*** Opening Provided material ***

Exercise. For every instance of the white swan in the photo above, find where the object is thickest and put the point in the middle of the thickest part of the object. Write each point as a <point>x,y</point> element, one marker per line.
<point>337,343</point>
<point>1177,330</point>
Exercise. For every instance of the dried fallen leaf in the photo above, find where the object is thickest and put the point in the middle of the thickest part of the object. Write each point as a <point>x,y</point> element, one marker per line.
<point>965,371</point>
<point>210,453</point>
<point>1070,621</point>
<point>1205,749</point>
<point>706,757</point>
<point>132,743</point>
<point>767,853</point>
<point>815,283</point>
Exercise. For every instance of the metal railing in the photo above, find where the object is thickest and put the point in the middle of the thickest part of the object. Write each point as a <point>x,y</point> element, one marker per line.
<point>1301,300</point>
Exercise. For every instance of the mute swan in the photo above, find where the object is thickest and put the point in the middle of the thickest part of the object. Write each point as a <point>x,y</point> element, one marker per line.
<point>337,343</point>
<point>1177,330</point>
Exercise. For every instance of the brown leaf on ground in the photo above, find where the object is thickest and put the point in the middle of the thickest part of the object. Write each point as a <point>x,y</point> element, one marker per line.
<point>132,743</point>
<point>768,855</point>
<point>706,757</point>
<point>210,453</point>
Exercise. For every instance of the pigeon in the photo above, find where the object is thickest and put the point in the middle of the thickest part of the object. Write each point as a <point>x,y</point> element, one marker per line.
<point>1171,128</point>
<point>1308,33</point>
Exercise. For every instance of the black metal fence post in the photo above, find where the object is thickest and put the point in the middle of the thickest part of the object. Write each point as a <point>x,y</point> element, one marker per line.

*** Closing Provided material ***

# Brief:
Set down the entire listing above again, word for word.

# Task result:
Exercise. For every instance of the white swan in the photo above, find where the object is thickest and put the point in the middle of the thickest part of the object. Write each point as a <point>x,y</point> element, one marker per line.
<point>337,343</point>
<point>1177,330</point>
Exercise. For every instance of the dried fallen leaf in the photo above, find where the object is thickest and put the point in the middle of the thickest part of the object. Write each point as a <point>x,y</point> element, one marker per line.
<point>965,371</point>
<point>210,453</point>
<point>1070,621</point>
<point>1205,749</point>
<point>706,757</point>
<point>132,743</point>
<point>767,853</point>
<point>815,283</point>
Exercise. For every instance of the metal railing in the photo above, find where the object is thickest and put the point in the middle of the thickest part of the object. Write each point as a <point>x,y</point> element, one marker per line.
<point>1301,300</point>
Exercise. For every instance of the mute swan in the photo above, find where the object is thickest and put the point in the middle of the thickest part of the object. Write each point as a <point>x,y</point> element, one marker per line.
<point>337,343</point>
<point>1177,330</point>
Exercise. For every instance of the brown leaf on ground in the photo above, find where the object is thickest and put the point in the middle of the thickest part of the object. Write each point as a <point>x,y</point> element, one marker per line.
<point>132,743</point>
<point>768,855</point>
<point>706,757</point>
<point>210,453</point>
Exercise. For every instance of the pigeon in the photo above, find where the object is thickest and put the point in the middle of the thickest part of the object. Write each point as a <point>x,y</point> element, one marker per line.
<point>1171,128</point>
<point>1308,33</point>
Exercise. For every instance of the black metal fence post in the photo above, find where the object is thickest and put the point in the middle of the thickest part of the object. Write each point as a <point>x,y</point> element, one marker per line.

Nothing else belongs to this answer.